[Tarefa 1]
Extraia do texto sobre Tokyo Revengers, sem nenhuma alteração, o trecho entre "Mas como me" e "de Ken Wakui.", inclusive.

┌─ Trecho do texto

O animê de Tokyo Revengers me é um bicho estranho à cabeça. Argumento, roteiro, desenvolvimento de personagens, discussões críticas estabelecidas: tudo é muito bom. Mas aí chega na qualidade da animação e a coisa toda decai demais. Me lembra o que rolou esse ano com Lúcifer e o Martelo.
Okay, exagerei. Nada é tão ruim quanto a animação de Lúcifer e o Martelo, mas você aí pegou o ponto, certo? Ocorre que, como um produto audiovisual, o animê de Tokyo Revengers não é tão bom quanto poderia ser, o que talvez seja um impeditivo para indicá-lo a expectadores casuais que ainda não tenham tido contato com a obra.
Mas como me diria uma propaganda roteirizada pelas Organizações Tabajara, “Os seus problemas acabaram!”, pois essa história, agora, está em sua melhor forma aqui no Brasil. Em publicação pela editora JBC, já com quatro volumes na praça, o mangá de Tokyo Revengers é uma mídia que faz bem mais justiça ao quão boa é essa série.
Com 30 volumes, o gibi saiu na revista Weekly Shonen Magazine, da editora Kodansha, desde 2017, com texto e desenho de Ken Wakui.
Na trama, temos um jovem chamado Takemichi, que não deu muito certo profissionalmente ou socialmente após o fim do Ensino Médio. Ele mora sozinho num apartamento minúsculo e sujo, com uma vizinha implicante, tem um emprego terrível numa locadora de filmes e frequentemente é hostilizado por diferentes pessoas ao seu redor.
Num dia, assistindo ao noticiário, ele descobre que sua ex-namorada de escola morreu num acidente causado por um grupo de bandidos num festival. Então, começa a pensar sobre o colégio e imaginar que aquele foi o seu apogeu social. Até que, numa estação de metrô, é empurrado nos trilhos por um estranho e, quando está prestes a ser atropelado, ele misteriosamente retorna 12 anos no passado e passa a viver novamente aquele período.
O problema é que sua imaginação, como adulto e distanciado, estava fantasiando demais essa época e ele acaba se lembrando, das piores maneiras possíveis, do que ocorreu de verdade: ele e seus amigos, que se consideravam valentões, na verdade eram escravizados por uma gangue, forçados a brigar entre si por dinheiro e fazer outras coisas ruins.

└─

[Tarefa 2]
Copie sem alterações as linhas das entradas abaixo, do início das entradas até a linha que contém "[[31, 168]]", inclusive, deixando as imagens de fora da resposta.

┌─ Dados da tarefa

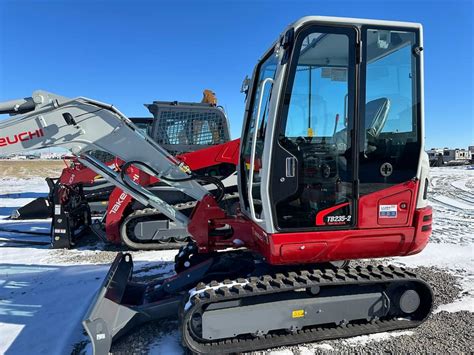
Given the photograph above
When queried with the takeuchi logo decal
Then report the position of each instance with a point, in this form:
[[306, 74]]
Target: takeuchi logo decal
[[21, 137]]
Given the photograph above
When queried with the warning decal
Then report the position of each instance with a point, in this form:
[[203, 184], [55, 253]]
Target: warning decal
[[388, 211]]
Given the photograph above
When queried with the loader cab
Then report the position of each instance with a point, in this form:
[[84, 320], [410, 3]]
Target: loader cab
[[333, 114]]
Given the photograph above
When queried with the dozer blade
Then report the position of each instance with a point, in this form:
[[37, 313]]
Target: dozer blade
[[39, 208], [121, 304]]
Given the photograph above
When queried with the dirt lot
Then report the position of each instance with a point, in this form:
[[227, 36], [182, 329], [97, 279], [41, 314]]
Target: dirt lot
[[31, 168]]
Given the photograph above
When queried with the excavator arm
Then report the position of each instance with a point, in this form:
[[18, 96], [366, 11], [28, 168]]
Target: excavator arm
[[82, 125]]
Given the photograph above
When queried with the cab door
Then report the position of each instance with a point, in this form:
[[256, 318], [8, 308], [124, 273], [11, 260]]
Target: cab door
[[312, 180]]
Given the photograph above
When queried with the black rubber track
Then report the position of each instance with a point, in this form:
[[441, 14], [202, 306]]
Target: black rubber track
[[217, 292]]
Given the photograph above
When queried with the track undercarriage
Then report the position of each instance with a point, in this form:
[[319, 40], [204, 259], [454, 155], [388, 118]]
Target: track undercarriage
[[235, 302]]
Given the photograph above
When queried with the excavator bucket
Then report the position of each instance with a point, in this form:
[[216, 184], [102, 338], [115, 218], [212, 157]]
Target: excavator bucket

└─

[Solução escrita 1]
Mas como me diria uma propaganda roteirizada pelas Organizações Tabajara, “Os seus problemas acabaram!”, pois essa história, agora, está em sua melhor forma aqui no Brasil. Em publicação pela editora JBC, já com quatro volumes na praça, o mangá de Tokyo Revengers é uma mídia que faz bem mais justiça ao quão boa é essa série.
Com 30 volumes, o gibi saiu na revista Weekly Shonen Magazine, da editora Kodansha, desde 2017, com texto e desenho de Ken Wakui.

[Solução escrita 2]
Given the photograph above
When queried with the takeuchi logo decal
Then report the position of each instance with a point, in this form:
[[306, 74]]
Target: takeuchi logo decal
[[21, 137]]
Given the photograph above
When queried with the warning decal
Then report the position of each instance with a point, in this form:
[[203, 184], [55, 253]]
Target: warning decal
[[388, 211]]
Given the photograph above
When queried with the loader cab
Then report the position of each instance with a point, in this form:
[[84, 320], [410, 3]]
Target: loader cab
[[333, 114]]
Given the photograph above
When queried with the dozer blade
Then report the position of each instance with a point, in this form:
[[37, 313]]
Target: dozer blade
[[39, 208], [121, 304]]
Given the photograph above
When queried with the dirt lot
Then report the position of each instance with a point, in this form:
[[227, 36], [182, 329], [97, 279], [41, 314]]
Target: dirt lot
[[31, 168]]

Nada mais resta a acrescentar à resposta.